Please convert every row below into a numbered list, skipping blank lines and leaving the pictures out.

----------------

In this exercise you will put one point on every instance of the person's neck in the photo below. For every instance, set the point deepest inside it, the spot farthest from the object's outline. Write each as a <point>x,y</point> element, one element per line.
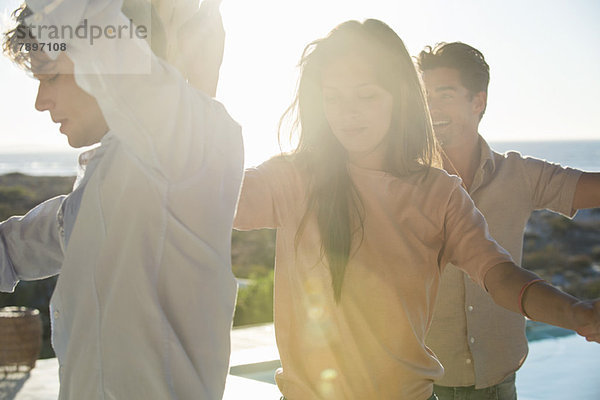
<point>463,159</point>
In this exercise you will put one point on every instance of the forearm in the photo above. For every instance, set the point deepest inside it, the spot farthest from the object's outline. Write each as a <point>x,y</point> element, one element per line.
<point>30,246</point>
<point>540,301</point>
<point>587,191</point>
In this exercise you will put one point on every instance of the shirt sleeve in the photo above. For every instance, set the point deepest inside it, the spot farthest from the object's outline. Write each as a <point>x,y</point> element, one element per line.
<point>256,207</point>
<point>168,125</point>
<point>31,245</point>
<point>552,185</point>
<point>468,244</point>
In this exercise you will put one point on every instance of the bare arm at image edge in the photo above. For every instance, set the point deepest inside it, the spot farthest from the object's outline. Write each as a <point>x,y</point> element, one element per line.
<point>543,302</point>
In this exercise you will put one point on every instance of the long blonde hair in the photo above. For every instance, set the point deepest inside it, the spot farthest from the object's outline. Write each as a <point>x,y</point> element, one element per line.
<point>411,143</point>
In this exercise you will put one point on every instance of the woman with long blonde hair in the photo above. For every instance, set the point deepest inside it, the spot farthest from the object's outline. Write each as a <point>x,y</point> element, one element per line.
<point>364,224</point>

----------------

- **SOLUTION FOR THIS PROBLEM**
1. In this exercise you will put one point on every instance of the person's neck in the photo below. For every instance, set the point deepest inside it, the spot farthest from the object's outline. Write each as a <point>x,y</point> element, one element per line.
2. <point>463,159</point>
3. In this exercise you will put one point on every instance of the forearm in the photo above. For every instance, set the point deepest inside it, the spot farthest from the object's outline. Write each as a <point>x,y</point> element, one element per line.
4. <point>30,246</point>
5. <point>540,301</point>
6. <point>587,191</point>
7. In this exercise you will put one point on every instance of the shirt sleeve in the photo above. For every instance, set the point deepest inside it, the spot farthest from the object's outline. Write each as a <point>x,y</point> element, one element per line.
8. <point>256,207</point>
9. <point>168,125</point>
10. <point>31,245</point>
11. <point>552,185</point>
12. <point>468,244</point>
13. In this exercise you will put one point on every instance of the bare arm at image edge in the photo above. For every instance, set the point deepest inside it, the spot farthest from the object's outline. Write each as a <point>x,y</point> element, one element per line.
14. <point>543,302</point>
15. In this exercise you will put one point on every instance of the long blonde hair in the photo above. For every instance, set the point deepest inside it, the spot farthest from the object's outline. Write each as a <point>x,y</point> element, one element per line.
16. <point>411,143</point>
17. In this exercise you will put one point on every instance of the woman with long blonde hair in the photo above. For every instance, set the point deepest inside it, the spot farthest from the object's outline. Write each as a <point>x,y</point> element, one element per line.
18. <point>364,224</point>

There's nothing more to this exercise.